(Coordinate annotation entries)
- - -

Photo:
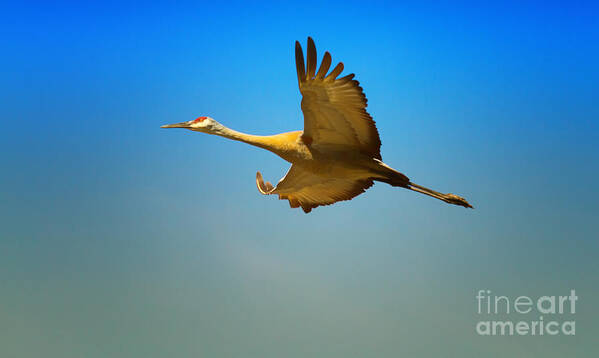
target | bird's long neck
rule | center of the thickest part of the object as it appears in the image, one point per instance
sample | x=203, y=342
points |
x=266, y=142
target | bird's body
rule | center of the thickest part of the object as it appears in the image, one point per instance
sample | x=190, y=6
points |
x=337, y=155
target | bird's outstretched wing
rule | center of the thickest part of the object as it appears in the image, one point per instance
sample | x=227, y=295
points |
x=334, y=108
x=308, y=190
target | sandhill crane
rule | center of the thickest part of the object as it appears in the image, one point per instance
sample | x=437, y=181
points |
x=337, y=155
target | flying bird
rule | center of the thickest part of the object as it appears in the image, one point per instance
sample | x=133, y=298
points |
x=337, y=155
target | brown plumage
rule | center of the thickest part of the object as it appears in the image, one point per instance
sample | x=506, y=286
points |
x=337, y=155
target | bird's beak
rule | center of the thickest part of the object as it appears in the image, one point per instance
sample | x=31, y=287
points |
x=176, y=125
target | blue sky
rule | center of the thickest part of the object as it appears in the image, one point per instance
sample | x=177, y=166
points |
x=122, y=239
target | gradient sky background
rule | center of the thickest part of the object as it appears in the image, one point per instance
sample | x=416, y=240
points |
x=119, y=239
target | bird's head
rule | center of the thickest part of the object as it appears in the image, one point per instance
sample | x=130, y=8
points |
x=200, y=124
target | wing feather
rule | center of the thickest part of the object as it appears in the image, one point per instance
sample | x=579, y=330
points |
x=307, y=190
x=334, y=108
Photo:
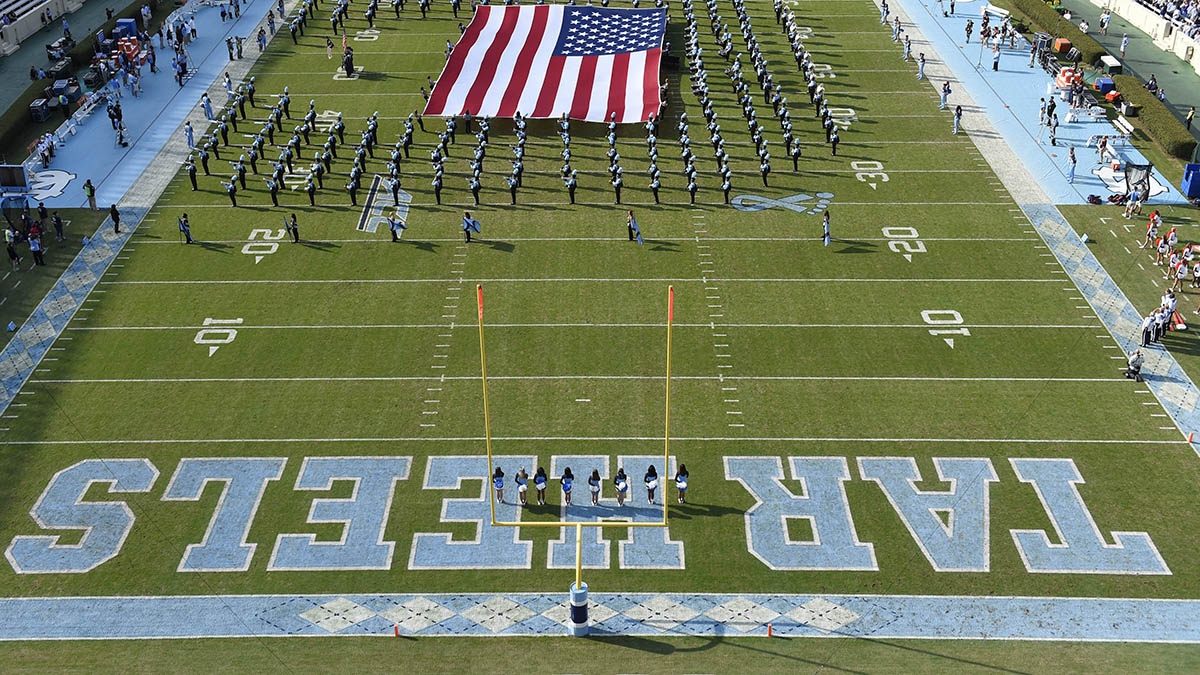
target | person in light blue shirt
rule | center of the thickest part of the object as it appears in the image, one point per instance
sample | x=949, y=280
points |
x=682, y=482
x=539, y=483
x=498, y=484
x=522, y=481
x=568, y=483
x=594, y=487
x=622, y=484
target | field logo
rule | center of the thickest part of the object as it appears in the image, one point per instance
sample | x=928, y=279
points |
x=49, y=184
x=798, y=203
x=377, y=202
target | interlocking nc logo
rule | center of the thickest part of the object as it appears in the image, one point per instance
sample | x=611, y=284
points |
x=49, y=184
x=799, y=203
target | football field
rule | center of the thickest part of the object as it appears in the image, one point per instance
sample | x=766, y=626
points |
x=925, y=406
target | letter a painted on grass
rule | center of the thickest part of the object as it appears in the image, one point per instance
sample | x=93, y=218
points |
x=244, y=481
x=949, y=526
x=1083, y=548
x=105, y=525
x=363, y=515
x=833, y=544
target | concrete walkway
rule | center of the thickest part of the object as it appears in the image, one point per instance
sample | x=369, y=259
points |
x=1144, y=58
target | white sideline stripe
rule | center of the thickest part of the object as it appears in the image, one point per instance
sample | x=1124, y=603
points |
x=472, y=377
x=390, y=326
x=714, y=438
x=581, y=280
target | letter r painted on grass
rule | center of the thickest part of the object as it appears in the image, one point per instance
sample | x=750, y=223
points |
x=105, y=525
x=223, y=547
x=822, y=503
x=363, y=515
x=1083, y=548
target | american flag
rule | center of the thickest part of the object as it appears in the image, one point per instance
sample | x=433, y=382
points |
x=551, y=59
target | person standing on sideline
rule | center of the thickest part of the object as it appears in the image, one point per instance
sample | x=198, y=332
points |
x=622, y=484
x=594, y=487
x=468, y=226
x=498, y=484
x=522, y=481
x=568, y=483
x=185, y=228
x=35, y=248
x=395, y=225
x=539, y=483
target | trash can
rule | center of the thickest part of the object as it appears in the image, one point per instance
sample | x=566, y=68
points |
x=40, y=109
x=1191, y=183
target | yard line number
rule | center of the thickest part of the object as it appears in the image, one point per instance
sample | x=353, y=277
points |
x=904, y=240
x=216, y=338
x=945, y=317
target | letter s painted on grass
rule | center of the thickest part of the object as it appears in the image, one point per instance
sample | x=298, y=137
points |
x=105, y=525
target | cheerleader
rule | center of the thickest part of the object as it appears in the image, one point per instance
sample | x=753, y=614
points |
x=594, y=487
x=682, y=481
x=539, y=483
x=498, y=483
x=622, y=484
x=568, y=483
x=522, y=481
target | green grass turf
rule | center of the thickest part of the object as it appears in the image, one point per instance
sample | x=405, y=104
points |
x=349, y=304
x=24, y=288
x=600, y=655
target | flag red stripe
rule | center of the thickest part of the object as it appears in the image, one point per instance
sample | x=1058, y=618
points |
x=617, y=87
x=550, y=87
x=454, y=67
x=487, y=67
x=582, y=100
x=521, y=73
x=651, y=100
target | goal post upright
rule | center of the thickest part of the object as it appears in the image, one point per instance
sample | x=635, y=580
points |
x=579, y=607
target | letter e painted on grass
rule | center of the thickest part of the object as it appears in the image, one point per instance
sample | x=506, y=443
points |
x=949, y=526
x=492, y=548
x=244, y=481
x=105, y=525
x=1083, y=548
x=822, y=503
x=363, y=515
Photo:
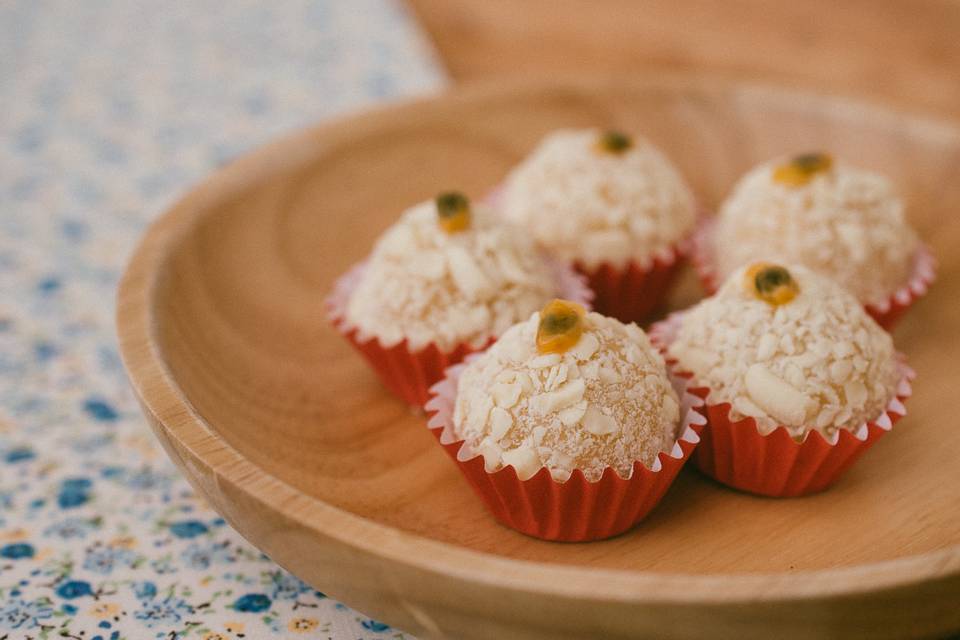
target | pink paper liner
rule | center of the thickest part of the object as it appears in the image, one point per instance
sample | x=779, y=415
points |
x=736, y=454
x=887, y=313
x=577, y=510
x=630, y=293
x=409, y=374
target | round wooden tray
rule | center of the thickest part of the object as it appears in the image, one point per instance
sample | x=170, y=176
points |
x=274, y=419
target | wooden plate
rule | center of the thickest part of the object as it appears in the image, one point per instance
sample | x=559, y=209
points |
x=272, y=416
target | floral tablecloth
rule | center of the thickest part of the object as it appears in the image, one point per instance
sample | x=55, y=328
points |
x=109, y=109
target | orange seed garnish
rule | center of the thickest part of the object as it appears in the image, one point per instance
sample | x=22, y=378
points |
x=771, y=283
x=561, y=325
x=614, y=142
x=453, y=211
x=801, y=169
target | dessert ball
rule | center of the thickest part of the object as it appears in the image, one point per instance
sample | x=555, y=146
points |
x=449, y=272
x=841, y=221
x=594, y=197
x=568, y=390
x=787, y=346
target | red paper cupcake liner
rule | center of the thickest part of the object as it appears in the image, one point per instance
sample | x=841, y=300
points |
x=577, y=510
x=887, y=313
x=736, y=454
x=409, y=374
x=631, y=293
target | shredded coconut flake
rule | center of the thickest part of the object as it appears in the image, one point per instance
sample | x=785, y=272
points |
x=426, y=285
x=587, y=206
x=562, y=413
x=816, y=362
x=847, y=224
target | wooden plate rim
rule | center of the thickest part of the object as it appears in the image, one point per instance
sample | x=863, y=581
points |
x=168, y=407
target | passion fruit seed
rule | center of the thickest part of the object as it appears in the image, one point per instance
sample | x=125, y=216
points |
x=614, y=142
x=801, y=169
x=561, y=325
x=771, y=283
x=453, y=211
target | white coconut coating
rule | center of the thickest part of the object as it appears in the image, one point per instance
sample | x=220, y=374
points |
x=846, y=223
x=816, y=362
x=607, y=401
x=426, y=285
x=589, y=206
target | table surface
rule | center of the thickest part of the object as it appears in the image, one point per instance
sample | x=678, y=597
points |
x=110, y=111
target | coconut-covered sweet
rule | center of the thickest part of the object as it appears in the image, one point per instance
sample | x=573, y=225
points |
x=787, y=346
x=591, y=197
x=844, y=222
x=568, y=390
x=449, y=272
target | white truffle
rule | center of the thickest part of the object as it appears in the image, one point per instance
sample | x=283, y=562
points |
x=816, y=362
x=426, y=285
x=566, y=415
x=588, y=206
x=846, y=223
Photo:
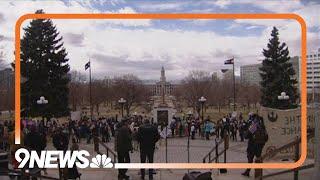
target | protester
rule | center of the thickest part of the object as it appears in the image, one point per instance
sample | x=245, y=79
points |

- - -

== Task details ==
Go through all the records and switch every "thickest part" to "widest part", changing nothing else. Leave the pictures out of your copy.

== Solution to this task ==
Photo:
target | bird's long neck
rule | center of the widest part of the object as it appears in the image, one point per instance
sample | x=203, y=342
points |
x=266, y=142
target | bird's body
rule | center of the widest part of the object as it appears in the image, one point per instance
sample | x=190, y=6
points |
x=337, y=155
target | bird's outstretched wing
rule | center of the widest part of the object as it appears in the image, one point per instance
sample | x=227, y=295
points |
x=334, y=108
x=308, y=190
target | sandhill crane
rule | center of the widest part of the object as it appears in the image, one point per instance
sample | x=437, y=181
points |
x=337, y=155
target | flying bird
rule | center of the widest part of the object as it appears in the image, one point per instance
sample | x=133, y=298
points |
x=337, y=155
target | brown plumage
rule | center of the widest part of the object as it appears in the image, one point per instance
sample | x=506, y=286
points |
x=337, y=155
target | bird's beak
rule | center of the widest part of the object as it appears in the image, one point per instance
sample | x=31, y=287
points |
x=176, y=125
target | blue sky
rule | center of the widest part of the object as it appears in the image, one point per instance
sample | x=177, y=166
points |
x=122, y=239
target | gradient sky background
rule | center of the widest part of the object as it appears in the image, one point per instance
sample | x=416, y=240
points |
x=119, y=239
target | bird's head
rule | center of the widest part of the object as it appears in the image, one point per instance
sample | x=130, y=8
points |
x=200, y=124
target | wing feather
rule | center of the widest part of the object as it appears in the image, one point per instance
sample | x=579, y=330
points |
x=307, y=190
x=334, y=108
Photo:
target | person in light blue shirt
rule | center of the widest part of the object as it appears in the image, one point per instance
sample | x=949, y=280
points |
x=682, y=482
x=539, y=483
x=498, y=484
x=522, y=481
x=568, y=483
x=594, y=487
x=622, y=484
target | field logo
rule | center of the widest part of the object as it appears in the image, one point per instance
sample | x=928, y=279
points |
x=49, y=184
x=798, y=203
x=377, y=202
target | interlocking nc logo
rule | center of the widest part of the object as it appears in the image, one point per instance
sample | x=611, y=284
points |
x=49, y=184
x=799, y=203
target | football field
rule | center of the widest part of the object as it appears in the image, one point per instance
sample | x=766, y=626
points |
x=925, y=406
target | letter a painted on grass
rule | center of the widest part of the object as it appears in the image, one point per instance
sample | x=93, y=218
points |
x=244, y=481
x=949, y=526
x=1083, y=548
x=105, y=525
x=363, y=515
x=833, y=544
target | concrete walkway
rule | center of the widest part of the object as it appears in the image, one point per instance
sample | x=369, y=259
points |
x=1144, y=58
target | white sideline stripe
rule | center of the widest part of the object as it appears in the image, one point per instance
sample | x=1124, y=603
points |
x=472, y=377
x=390, y=326
x=714, y=438
x=581, y=280
target | letter r painted on grass
rule | center of the widest part of the object as it appears in the image, one point per instance
sample | x=750, y=223
points |
x=105, y=525
x=223, y=547
x=822, y=503
x=363, y=515
x=1083, y=548
target | american flag
rule | center of the widest part of the object as it appears in the image, one point per instance
sample | x=433, y=382
points |
x=551, y=59
target | person standing on sideline
rule | center of the widest part of the object as it appears in the image, one point per instance
sample | x=198, y=332
points |
x=622, y=484
x=594, y=487
x=468, y=226
x=498, y=484
x=522, y=481
x=568, y=483
x=185, y=228
x=35, y=248
x=395, y=225
x=539, y=483
target | trash can
rule | center of the widest part of the object as it appears in the image, one point per instance
sample | x=566, y=68
points |
x=40, y=109
x=1191, y=183
target | yard line number
rule | center of the widest part of the object as it appears in the image, one point per instance
sample | x=353, y=277
points |
x=904, y=240
x=216, y=338
x=945, y=317
target | letter s painted on grass
rule | center of the widest part of the object as it appears in the image, one point per instance
sample | x=298, y=137
points |
x=105, y=525
target | cheerleader
rule | center of the widest part of the object as it appears in the image, one point per instance
sample | x=753, y=614
points |
x=594, y=487
x=682, y=481
x=539, y=483
x=498, y=483
x=622, y=484
x=568, y=483
x=522, y=481
target | green grass turf
rule | center of the widest part of the object as it appears in the image, one point per instance
sample | x=405, y=104
points |
x=349, y=304
x=24, y=288
x=600, y=655
target | flag red stripe
rule | center of the widest part of the object as it appears in the image, one point per instance
sample | x=1058, y=618
points |
x=617, y=87
x=550, y=87
x=454, y=67
x=487, y=67
x=582, y=100
x=521, y=73
x=651, y=100
target | goal post upright
rule | center of the widest part of the object as it appears in the image, one point per instance
sample | x=635, y=580
points |
x=579, y=607
target | letter e painted on grass
rule | center of the widest part of the object as it appears in the image, one point per instance
sample | x=506, y=443
points |
x=949, y=526
x=492, y=548
x=244, y=481
x=105, y=525
x=1083, y=548
x=822, y=503
x=363, y=515
Photo:
target | pink paper liner
rule | center of the widest part of the object as it appears in the image, one point per instance
sample | x=779, y=415
points |
x=736, y=454
x=887, y=313
x=577, y=510
x=630, y=293
x=409, y=374
target | round wooden tray
rule | center of the widest part of the object as it appears in the image, one point per instance
sample | x=170, y=176
points |
x=274, y=419
target | wooden plate
rule | center of the widest part of the object as it appears in the image, one point per instance
sample | x=559, y=209
points |
x=272, y=416
target | floral tablecloth
rule | center of the widest part of the object as it appears in the image, one point per instance
sample | x=55, y=328
points |
x=109, y=109
target | orange seed garnish
rule | center of the widest part of the object as it appears in the image, one point per instance
sample | x=22, y=378
points |
x=771, y=283
x=561, y=325
x=614, y=142
x=453, y=211
x=801, y=169
target | dessert ball
rule | center of the widest part of the object as it appears in the image, one point per instance
sample | x=555, y=146
points |
x=449, y=272
x=841, y=221
x=594, y=197
x=568, y=390
x=787, y=346
target | red paper cupcake liner
rule | center of the widest part of the object as it appears in the image, one point per instance
sample | x=841, y=300
points |
x=577, y=510
x=887, y=313
x=736, y=454
x=409, y=374
x=631, y=293
target | shredded coconut flake
rule | center of the widest part of the object as it appears in the image, one point per instance
sample | x=785, y=272
points |
x=426, y=285
x=587, y=206
x=562, y=413
x=816, y=362
x=847, y=224
target | wooden plate rim
rule | center of the widest part of the object as it appears in the image, one point per instance
sample | x=863, y=581
points |
x=168, y=407
target | passion fruit seed
rule | center of the widest part of the object as it appears in the image, one point per instance
sample | x=125, y=216
points |
x=614, y=142
x=801, y=169
x=561, y=325
x=771, y=283
x=453, y=211
target | white coconut coating
rule | center of the widest part of the object as it appears in the image, one point per instance
sample | x=220, y=374
points |
x=846, y=223
x=816, y=362
x=607, y=401
x=426, y=285
x=589, y=206
target | table surface
rule | center of the widest part of the object as it appears in the image, one point per instance
sample | x=678, y=597
points |
x=110, y=111
target | coconut-covered sweet
rule | center of the widest part of the object as it appears in the image, one point per instance
sample | x=573, y=225
points |
x=787, y=346
x=591, y=197
x=844, y=222
x=568, y=390
x=449, y=272
target | white truffle
rule | center of the widest part of the object as it appears in the image, one point per instance
sample | x=283, y=562
points |
x=816, y=362
x=426, y=285
x=566, y=415
x=588, y=206
x=846, y=223
Photo:
target | protester
rule | center of the widest part of the object as it appears in the image, one point per instance
sample | x=245, y=79
points |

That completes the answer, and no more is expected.